» Task item
Each line of the listing below should come back exactly as it is.

### Supplied information ###

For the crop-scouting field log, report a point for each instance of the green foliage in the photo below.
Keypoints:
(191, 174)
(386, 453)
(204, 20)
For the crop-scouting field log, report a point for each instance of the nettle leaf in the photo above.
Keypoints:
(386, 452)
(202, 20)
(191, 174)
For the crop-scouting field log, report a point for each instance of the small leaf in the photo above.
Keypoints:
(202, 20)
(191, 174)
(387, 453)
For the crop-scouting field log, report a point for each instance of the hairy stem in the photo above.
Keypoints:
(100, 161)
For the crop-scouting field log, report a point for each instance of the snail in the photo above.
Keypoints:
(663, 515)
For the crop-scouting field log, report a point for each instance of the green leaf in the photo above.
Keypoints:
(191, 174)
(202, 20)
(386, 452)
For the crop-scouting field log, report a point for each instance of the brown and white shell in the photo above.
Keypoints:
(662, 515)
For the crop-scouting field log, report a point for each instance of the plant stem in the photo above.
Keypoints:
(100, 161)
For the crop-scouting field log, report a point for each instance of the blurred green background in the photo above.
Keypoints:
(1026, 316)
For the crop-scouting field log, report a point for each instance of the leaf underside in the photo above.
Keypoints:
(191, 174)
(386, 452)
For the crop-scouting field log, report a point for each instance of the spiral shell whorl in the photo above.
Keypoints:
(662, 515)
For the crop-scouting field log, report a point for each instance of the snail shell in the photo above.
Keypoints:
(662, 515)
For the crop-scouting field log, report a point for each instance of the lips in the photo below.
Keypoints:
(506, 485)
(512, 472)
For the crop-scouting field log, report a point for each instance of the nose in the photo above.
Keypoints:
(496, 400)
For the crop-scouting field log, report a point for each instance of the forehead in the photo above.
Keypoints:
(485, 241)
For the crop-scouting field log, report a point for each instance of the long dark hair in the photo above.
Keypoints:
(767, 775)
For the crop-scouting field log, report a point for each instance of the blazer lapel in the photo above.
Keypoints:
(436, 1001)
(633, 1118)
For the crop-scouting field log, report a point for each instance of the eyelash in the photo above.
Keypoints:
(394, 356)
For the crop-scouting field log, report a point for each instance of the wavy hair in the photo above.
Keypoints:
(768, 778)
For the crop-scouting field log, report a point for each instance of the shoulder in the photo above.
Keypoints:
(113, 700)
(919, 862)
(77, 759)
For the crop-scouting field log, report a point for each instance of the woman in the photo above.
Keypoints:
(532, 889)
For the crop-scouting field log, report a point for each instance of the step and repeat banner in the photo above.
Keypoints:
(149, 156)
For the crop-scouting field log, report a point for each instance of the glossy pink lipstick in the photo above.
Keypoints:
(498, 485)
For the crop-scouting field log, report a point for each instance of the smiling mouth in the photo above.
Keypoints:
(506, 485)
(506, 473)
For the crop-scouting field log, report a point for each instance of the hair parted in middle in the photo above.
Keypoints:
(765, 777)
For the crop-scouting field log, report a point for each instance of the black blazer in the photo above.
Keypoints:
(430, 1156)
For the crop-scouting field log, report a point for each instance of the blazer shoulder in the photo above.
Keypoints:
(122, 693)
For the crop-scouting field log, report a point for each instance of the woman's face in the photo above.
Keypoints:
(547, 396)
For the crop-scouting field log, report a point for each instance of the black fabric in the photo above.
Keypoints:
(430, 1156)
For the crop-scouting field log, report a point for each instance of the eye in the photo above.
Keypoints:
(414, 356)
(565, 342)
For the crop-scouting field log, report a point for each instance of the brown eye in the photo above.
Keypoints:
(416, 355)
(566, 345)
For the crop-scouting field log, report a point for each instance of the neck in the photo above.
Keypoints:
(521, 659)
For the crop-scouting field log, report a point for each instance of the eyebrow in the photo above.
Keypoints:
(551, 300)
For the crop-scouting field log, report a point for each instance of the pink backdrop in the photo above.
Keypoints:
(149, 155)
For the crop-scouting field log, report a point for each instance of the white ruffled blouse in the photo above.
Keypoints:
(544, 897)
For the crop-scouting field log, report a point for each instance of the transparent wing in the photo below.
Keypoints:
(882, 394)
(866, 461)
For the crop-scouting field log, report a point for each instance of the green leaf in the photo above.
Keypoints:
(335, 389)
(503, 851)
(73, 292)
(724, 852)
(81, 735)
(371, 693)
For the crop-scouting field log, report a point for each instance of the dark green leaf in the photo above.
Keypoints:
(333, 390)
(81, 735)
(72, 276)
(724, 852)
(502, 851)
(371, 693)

###

» Output for this exercise
For the crop-scouting field log, report a point for each instance of the green foliage in the photo below.
Keypoints:
(191, 174)
(386, 453)
(204, 20)
For the crop-scouting field log, report a point for each instance of the nettle leaf in the photo above.
Keypoints:
(386, 452)
(202, 20)
(191, 174)
For the crop-scouting field log, report a point for each instance of the small leaf in the photo above.
Keypoints:
(202, 20)
(191, 174)
(387, 453)
For the crop-scouting field log, report a point for each instance of the hairy stem in the photo above.
Keypoints:
(100, 161)
For the crop-scouting field log, report a point for each instance of the snail in the photo above.
Keypoints:
(663, 515)
For the crop-scouting field log, report a point for each instance of the green leaf in the photo above.
Keypoints:
(191, 174)
(202, 20)
(386, 452)
For the crop-scouting field log, report a point for each instance of the brown and white shell in the photo above.
Keypoints:
(662, 515)
For the crop-scouting field log, report a point for each instance of the plant stem in the photo above.
Keypoints:
(100, 161)
For the crop-scouting field log, report a point for each instance of the blurred green background in the photo above.
Keypoints:
(1026, 316)
For the crop-scouting field log, report a point for each instance of the leaf underside in the photo above.
Keypoints:
(191, 174)
(386, 452)
For the crop-scouting field log, report a point for each instance of the spiral shell whorl in the photo above.
Keypoints:
(662, 515)
For the crop-scouting field log, report a point for each instance of the snail shell in the photo above.
Keypoints:
(662, 515)
For the crop-scouting field log, report a point for each instance of the lips in the photo below.
Keypoints:
(506, 485)
(512, 472)
For the crop-scouting field log, report a point for each instance of the nose in the photo above.
Keypoints:
(496, 400)
For the crop-scouting field log, report a point for each instance of the forehead in the photo above.
Keypoints:
(485, 241)
For the crop-scouting field log, report a point for each instance of the long dark hair in the photo above.
Keypoints:
(767, 775)
For the crop-scouting field log, report a point for each instance of the blazer lapel in the photo above.
Keypoints:
(436, 1001)
(633, 1118)
For the crop-scouting field log, report a point for each instance of the eyelash in the photo above.
Keypoints:
(394, 356)
For the crop-scouting field log, report a point for each instance of the wavy hair in the photo above.
Keypoints:
(768, 778)
For the crop-scouting field log, report a point for each instance of the shoulder in the photo above.
Keypoints:
(113, 700)
(919, 862)
(77, 759)
For the crop-scouting field log, report a point for each instance of the woman in the photo above.
Keypoints:
(532, 889)
For the crop-scouting field log, report a point for each instance of the step and repeat banner in the photo above.
Keypoints:
(149, 156)
For the crop-scouting field log, report a point for each instance of the glossy pink lipstick in the photo above.
Keypoints:
(498, 485)
For the crop-scouting field log, report a point for each instance of the smiling mouth in the photo above.
Keypoints:
(506, 485)
(506, 473)
For the crop-scouting field log, report a point for each instance of the hair parted in middle in the photo above.
Keypoints:
(765, 777)
For the crop-scouting field log, report a point for each instance of the black blazer in the photo above.
Keypoints:
(430, 1156)
For the crop-scouting field log, report a point for each instance of the blazer shoulder in the photo above.
Keypoints:
(122, 693)
For the crop-scouting field log, report a point for each instance of the woman's face in the photo above.
Keypoints:
(547, 396)
For the crop-scouting field log, report a point for each instance of the black fabric in the photo above.
Keypoints:
(430, 1156)
For the crop-scouting field log, report a point for each instance of the eye in the photo above.
Keypoints:
(414, 356)
(565, 342)
For the crop-scouting field log, report a point for each instance of the brown eye in the photo above.
Keypoints:
(416, 355)
(566, 345)
For the crop-scouting field log, report a point for each instance of the neck in the photo above.
Keypoints:
(521, 659)
For the crop-scouting field log, report a point for each instance of the eyebrow in the photo above.
Keypoints:
(551, 300)
For the crop-scouting field log, report a point for each instance of the pink backdrop in the photo above.
Keypoints:
(149, 155)
For the crop-scouting field log, report a point for each instance of the white ruffled blouse in the photo above.
Keypoints:
(544, 897)
For the crop-scouting field log, report a point for each instance of the transparent wing in the photo below.
Keypoints:
(882, 394)
(866, 461)
For the crop-scouting field log, report a point for each instance of the green leaf in the photo above.
Keypoints:
(335, 389)
(503, 851)
(73, 292)
(724, 852)
(81, 735)
(371, 693)
For the crop-scouting field log, report a point for each instance of the dark green leaf in the photo above.
Keypoints:
(333, 390)
(81, 735)
(72, 276)
(724, 852)
(502, 851)
(371, 693)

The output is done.